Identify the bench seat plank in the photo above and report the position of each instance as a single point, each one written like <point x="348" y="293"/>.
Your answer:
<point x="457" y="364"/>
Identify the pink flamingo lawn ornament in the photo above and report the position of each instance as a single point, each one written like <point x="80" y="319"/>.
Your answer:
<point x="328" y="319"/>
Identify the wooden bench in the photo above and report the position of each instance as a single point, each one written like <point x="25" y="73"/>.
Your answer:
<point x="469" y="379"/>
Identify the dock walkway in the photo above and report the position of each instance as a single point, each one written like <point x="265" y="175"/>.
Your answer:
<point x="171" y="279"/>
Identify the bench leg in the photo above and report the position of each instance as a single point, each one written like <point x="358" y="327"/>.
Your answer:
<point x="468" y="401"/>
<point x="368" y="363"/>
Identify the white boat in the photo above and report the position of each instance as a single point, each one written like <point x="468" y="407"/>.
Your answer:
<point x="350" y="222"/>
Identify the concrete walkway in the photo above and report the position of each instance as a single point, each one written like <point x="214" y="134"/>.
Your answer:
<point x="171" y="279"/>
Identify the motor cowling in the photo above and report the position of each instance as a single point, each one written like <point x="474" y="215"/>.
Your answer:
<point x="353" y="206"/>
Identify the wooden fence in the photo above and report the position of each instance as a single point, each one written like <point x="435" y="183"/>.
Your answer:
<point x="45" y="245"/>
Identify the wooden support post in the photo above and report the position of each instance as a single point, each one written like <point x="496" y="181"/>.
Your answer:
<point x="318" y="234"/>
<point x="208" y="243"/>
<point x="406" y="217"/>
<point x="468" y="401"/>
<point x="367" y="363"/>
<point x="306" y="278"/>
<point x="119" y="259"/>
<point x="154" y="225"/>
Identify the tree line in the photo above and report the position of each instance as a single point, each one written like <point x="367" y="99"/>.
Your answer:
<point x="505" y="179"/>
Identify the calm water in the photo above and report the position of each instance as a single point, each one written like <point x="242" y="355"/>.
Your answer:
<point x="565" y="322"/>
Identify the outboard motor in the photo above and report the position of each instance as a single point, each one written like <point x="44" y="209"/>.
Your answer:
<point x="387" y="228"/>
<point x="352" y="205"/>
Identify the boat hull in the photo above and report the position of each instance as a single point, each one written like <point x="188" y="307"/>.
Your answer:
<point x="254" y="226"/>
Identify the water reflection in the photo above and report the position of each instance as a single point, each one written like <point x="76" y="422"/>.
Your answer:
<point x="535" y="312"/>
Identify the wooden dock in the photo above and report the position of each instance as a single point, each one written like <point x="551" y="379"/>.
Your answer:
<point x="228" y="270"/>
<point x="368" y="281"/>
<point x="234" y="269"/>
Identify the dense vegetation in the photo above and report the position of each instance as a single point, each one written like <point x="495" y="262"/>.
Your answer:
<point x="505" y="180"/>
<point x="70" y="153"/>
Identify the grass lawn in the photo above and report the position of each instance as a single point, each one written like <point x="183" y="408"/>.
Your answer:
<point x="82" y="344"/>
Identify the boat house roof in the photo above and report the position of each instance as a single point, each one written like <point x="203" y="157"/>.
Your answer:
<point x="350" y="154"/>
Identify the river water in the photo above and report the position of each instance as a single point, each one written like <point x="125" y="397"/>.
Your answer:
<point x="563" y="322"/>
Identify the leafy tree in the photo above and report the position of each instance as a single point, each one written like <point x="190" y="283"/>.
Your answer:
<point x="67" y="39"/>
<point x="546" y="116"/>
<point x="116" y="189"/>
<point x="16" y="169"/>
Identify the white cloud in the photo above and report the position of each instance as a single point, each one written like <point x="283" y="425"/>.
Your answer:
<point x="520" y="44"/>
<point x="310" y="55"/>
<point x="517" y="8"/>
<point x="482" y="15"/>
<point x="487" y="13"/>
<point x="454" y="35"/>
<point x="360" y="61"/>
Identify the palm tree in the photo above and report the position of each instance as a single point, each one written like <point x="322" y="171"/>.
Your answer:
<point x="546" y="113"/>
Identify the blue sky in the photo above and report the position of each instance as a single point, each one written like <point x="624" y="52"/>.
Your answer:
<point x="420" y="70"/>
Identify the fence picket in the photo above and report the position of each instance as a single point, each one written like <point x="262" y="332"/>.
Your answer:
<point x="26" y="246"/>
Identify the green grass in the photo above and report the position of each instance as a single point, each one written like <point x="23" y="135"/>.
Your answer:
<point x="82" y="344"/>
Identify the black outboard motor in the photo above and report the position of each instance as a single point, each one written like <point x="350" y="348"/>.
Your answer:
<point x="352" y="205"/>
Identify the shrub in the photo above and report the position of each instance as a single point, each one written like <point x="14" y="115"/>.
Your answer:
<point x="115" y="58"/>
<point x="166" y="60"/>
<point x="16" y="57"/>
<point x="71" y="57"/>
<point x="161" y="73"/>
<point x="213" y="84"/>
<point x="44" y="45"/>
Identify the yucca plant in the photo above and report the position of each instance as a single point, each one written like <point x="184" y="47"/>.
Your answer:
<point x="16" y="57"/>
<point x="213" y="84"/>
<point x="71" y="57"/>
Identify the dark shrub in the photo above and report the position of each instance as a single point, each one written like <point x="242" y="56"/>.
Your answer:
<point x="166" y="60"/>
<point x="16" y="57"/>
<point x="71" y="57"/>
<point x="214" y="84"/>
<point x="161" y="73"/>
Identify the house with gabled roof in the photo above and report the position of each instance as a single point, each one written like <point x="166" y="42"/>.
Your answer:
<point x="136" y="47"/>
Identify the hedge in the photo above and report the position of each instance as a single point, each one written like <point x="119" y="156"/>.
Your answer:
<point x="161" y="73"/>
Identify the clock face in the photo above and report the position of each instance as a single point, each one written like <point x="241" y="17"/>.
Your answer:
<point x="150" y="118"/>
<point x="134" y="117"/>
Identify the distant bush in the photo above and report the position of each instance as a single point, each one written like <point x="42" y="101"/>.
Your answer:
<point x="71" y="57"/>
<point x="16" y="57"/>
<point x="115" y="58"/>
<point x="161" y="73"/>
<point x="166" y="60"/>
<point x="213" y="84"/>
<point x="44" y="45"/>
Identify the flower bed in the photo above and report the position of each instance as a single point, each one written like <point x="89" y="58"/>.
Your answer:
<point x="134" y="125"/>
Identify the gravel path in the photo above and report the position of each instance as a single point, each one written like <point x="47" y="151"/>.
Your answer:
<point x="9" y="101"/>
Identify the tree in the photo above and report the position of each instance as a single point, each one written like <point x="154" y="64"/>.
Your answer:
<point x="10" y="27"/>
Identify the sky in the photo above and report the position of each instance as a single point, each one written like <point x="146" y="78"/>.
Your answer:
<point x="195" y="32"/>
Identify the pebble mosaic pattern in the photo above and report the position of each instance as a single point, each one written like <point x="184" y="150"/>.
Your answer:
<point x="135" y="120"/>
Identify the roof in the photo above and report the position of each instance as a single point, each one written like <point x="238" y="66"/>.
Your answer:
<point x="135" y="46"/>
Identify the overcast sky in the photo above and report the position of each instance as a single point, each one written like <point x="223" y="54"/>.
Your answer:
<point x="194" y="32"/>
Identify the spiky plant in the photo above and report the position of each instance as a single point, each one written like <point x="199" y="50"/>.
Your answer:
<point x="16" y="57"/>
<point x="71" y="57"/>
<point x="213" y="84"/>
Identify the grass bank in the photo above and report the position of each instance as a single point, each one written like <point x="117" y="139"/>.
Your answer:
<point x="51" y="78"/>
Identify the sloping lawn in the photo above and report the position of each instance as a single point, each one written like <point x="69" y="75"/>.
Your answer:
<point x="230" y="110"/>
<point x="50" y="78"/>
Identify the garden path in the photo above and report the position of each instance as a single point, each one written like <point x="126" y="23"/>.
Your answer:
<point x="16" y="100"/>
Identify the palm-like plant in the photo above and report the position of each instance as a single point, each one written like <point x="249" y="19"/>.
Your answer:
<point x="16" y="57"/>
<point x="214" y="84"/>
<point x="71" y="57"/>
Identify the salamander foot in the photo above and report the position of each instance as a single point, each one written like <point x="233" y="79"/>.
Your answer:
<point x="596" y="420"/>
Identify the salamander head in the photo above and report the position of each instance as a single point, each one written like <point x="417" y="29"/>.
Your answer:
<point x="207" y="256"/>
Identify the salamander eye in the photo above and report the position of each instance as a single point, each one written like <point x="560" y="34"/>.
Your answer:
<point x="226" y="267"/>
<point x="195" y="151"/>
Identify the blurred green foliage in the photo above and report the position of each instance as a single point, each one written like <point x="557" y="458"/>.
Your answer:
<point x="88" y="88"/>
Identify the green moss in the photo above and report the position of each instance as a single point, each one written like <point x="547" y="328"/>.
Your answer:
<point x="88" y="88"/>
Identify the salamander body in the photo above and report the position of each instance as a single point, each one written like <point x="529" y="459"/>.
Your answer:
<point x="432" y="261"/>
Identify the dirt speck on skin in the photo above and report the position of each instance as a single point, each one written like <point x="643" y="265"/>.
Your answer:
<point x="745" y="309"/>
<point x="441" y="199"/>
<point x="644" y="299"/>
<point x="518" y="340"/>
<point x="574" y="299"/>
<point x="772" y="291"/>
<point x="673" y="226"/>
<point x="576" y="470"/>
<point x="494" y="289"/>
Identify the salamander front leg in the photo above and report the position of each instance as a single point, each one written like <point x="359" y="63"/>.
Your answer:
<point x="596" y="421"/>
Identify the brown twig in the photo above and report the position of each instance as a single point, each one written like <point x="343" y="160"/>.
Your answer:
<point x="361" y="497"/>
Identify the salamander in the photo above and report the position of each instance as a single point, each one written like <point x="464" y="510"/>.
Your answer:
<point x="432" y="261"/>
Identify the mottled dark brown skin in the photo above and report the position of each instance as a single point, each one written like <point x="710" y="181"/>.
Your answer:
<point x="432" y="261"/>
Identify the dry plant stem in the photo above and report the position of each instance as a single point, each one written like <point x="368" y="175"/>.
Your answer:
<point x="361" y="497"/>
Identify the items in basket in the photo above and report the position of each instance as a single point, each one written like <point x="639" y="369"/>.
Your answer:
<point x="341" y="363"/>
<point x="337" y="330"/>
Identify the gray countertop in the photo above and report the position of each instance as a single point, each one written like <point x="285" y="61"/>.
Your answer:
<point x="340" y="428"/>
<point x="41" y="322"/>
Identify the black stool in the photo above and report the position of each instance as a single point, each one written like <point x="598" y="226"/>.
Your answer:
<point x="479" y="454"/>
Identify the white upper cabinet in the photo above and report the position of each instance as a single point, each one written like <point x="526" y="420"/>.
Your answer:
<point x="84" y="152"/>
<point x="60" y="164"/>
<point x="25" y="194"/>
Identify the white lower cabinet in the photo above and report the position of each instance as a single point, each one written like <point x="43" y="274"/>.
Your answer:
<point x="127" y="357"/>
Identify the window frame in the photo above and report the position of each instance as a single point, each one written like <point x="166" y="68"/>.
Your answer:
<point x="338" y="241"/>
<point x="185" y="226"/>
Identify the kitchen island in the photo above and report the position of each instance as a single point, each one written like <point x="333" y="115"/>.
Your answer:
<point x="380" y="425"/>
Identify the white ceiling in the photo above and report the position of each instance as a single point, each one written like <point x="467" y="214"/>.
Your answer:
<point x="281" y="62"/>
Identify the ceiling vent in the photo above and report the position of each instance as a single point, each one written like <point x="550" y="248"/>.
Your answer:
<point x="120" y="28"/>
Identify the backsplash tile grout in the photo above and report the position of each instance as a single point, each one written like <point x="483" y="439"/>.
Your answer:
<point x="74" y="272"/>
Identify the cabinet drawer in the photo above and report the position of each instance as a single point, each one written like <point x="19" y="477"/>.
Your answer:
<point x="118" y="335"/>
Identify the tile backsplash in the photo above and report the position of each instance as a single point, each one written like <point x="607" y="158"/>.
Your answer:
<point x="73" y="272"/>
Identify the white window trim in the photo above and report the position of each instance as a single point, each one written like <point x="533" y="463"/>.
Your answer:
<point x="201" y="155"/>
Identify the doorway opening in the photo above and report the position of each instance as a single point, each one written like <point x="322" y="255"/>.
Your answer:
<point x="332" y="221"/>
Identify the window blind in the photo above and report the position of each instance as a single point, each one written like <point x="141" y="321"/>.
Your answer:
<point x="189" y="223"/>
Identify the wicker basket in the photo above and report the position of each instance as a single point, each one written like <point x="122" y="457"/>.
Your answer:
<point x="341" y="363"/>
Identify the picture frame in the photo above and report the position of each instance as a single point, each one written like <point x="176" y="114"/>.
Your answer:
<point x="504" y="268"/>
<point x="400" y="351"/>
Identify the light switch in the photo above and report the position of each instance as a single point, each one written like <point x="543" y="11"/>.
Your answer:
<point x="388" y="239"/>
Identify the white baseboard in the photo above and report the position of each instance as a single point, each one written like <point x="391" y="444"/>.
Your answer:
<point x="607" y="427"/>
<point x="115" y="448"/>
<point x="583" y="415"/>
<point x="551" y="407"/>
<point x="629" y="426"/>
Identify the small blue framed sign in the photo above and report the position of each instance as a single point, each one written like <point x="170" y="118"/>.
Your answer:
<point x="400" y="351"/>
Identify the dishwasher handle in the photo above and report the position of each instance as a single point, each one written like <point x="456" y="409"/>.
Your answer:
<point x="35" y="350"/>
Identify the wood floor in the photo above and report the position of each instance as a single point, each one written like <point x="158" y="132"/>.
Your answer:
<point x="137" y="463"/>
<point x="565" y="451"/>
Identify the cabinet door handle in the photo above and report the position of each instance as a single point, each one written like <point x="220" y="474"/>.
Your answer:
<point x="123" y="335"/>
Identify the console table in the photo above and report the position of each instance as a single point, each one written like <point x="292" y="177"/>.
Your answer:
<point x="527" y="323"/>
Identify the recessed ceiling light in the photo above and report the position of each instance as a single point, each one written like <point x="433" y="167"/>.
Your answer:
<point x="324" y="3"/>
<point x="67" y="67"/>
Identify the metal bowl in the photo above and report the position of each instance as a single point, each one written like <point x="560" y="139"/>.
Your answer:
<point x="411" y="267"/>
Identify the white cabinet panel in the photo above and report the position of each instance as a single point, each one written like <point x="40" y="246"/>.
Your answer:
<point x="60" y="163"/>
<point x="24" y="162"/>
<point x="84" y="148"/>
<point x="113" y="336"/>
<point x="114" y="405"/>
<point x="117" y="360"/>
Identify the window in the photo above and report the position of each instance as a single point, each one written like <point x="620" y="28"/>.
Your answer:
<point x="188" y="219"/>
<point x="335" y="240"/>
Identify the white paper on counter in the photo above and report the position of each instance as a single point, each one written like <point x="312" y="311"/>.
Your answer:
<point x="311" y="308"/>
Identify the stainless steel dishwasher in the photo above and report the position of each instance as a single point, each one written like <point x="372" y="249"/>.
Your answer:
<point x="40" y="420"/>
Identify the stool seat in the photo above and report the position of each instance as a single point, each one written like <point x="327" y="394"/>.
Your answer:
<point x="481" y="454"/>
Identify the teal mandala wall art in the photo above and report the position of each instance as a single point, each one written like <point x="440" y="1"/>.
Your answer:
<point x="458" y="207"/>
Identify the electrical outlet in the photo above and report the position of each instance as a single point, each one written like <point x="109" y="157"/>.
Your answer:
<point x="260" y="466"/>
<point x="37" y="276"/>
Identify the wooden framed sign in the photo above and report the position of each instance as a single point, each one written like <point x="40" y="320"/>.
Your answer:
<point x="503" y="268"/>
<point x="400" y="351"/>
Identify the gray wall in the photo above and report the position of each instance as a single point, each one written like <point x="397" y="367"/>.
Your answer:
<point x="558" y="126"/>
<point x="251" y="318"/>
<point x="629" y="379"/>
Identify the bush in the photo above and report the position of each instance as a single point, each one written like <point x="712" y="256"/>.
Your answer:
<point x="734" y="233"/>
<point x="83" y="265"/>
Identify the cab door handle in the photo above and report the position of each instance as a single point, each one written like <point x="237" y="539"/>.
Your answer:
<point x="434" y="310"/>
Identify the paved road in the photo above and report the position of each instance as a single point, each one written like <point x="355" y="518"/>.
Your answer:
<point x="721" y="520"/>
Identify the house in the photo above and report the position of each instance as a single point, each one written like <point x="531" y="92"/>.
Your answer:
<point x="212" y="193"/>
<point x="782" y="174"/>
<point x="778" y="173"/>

Problem statement:
Using the entries above, return each line that includes the word "framed".

Response to this task:
Identify the small blue framed sign in the photo above and report the position of each instance as a single point, each one written like <point x="170" y="118"/>.
Identify the wooden framed sign in the photo above and report the position of each instance as a single point, each one written like <point x="40" y="320"/>.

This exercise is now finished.